# WORK TO BE COMPLETED
Repeat every line of the material, character for character.

BEGIN GIVEN INFORMATION

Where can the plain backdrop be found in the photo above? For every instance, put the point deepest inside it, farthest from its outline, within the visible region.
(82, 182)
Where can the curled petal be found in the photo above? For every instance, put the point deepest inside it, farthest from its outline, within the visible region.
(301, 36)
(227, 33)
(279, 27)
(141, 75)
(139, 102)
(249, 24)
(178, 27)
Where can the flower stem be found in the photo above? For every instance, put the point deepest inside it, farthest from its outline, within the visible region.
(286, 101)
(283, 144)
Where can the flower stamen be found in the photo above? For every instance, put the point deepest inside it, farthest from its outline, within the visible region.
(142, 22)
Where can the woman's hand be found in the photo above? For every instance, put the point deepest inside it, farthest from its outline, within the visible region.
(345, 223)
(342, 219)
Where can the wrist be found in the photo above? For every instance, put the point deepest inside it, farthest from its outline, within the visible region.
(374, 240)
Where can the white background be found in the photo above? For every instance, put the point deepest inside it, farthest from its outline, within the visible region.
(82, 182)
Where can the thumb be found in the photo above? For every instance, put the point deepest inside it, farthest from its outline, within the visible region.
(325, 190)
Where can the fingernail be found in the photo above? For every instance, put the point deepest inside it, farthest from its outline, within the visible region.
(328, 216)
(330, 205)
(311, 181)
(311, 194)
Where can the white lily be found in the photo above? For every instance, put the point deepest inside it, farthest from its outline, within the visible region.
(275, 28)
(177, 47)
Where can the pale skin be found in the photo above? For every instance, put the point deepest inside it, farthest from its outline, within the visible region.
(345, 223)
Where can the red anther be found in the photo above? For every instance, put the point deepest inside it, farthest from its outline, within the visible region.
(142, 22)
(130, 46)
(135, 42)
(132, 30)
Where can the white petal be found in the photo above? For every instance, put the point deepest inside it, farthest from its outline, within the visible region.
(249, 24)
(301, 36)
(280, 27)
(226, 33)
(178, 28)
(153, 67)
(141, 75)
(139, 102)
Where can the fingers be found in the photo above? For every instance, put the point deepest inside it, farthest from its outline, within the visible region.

END GIVEN INFORMATION

# ANSWER TO THE EXERCISE
Where can the plain backdrop be found in the photo above? For every instance, put the point deepest inside it, farthest from its outline, within the visible region.
(82, 182)
Where can the curled petal be found in the photo above? For every instance, put the point deepest inside it, farthest from its outline, within the visible region.
(301, 36)
(227, 33)
(279, 27)
(141, 75)
(139, 102)
(249, 24)
(178, 27)
Where can the flower stem be found in the photo above? For every instance, put the point deepest inside it, farthest from its outline, within the visible region.
(286, 101)
(283, 144)
Where can the flower stamen be found in the photo above? For every instance, put the point deepest inside it, farthest from its outline, within the visible region.
(142, 22)
Where can the woman's hand be found in the photo above? For every instance, put the point deepest inside it, farthest from its outline, within the visible region.
(345, 223)
(342, 219)
Where can the wrist be found in the photo above? For every instance, put the point deepest inside it, farthest from its outline, within the visible region.
(374, 240)
Where can the white background be found in the photo above? For every instance, put the point deepest inside it, farthest from its outline, within the visible region.
(82, 182)
Where can the thumb be found in the photo above? For every instance, put the point deepest inside it, farthest from its outline, within the visible region.
(325, 190)
Where can the fingernail be found in the photo above? For every instance, put the point deepest inside it, farthest from its outline, within the visible region.
(328, 216)
(330, 205)
(311, 181)
(311, 194)
Where can the white lily be found in the photo above? For every instance, put the point deepest inside it, farthest from its outline, within the visible region.
(275, 28)
(177, 47)
Where can the pale skin be found in the photo above? For every instance, put the point deepest inside it, farthest from its outline, within the visible region.
(345, 223)
Where can the red anther be found in the photo above? For every instance, put the point deepest inside it, farthest from its outline, within the visible region.
(142, 22)
(130, 46)
(135, 42)
(132, 30)
Where can the white petal be found in the photo above? For every instance, put the point deepest inside it, farthest from its outline, within the visible region.
(249, 24)
(301, 36)
(280, 27)
(226, 33)
(178, 28)
(153, 67)
(141, 75)
(139, 102)
Where can the fingers be found in the photo above? For every instance, put the point deepest inside it, farthest from its outline, within the visible region.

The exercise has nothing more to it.